# [Exercise requirements]
Copy out the whole listing exactly as written, leaving the pictures behind.

*** Input data Section Begins ***

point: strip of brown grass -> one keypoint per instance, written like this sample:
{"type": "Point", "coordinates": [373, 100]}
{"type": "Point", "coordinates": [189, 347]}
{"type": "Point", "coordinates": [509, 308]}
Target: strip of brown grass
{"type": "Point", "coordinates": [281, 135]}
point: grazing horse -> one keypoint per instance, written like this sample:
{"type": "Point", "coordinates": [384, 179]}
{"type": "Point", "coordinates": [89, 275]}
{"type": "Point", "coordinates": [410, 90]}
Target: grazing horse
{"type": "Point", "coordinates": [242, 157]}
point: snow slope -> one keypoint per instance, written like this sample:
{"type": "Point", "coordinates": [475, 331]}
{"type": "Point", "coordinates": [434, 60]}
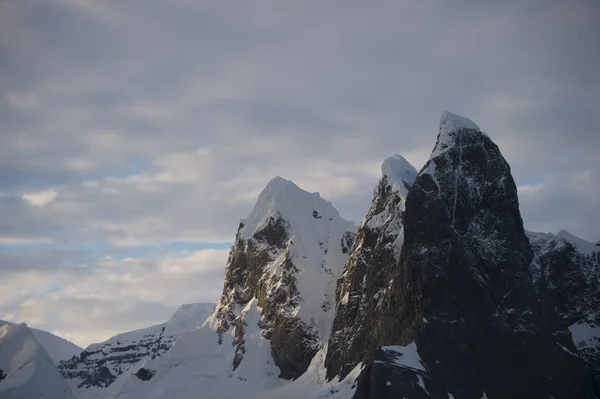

*** Input data Section Ends ***

# [Exercise output]
point: strip of brown grass -> one keypoint per instance, written like this sample:
{"type": "Point", "coordinates": [373, 100]}
{"type": "Point", "coordinates": [189, 347]}
{"type": "Point", "coordinates": [509, 308]}
Target: strip of brown grass
{"type": "Point", "coordinates": [281, 135]}
point: grazing horse -> one keypoint per instance, written like this sample:
{"type": "Point", "coordinates": [384, 179]}
{"type": "Point", "coordinates": [89, 275]}
{"type": "Point", "coordinates": [410, 90]}
Target: grazing horse
{"type": "Point", "coordinates": [242, 157]}
point: snow slope -> one keypoint per instance, written like this sample:
{"type": "Point", "coordinates": [475, 331]}
{"type": "Point", "coordinates": [434, 60]}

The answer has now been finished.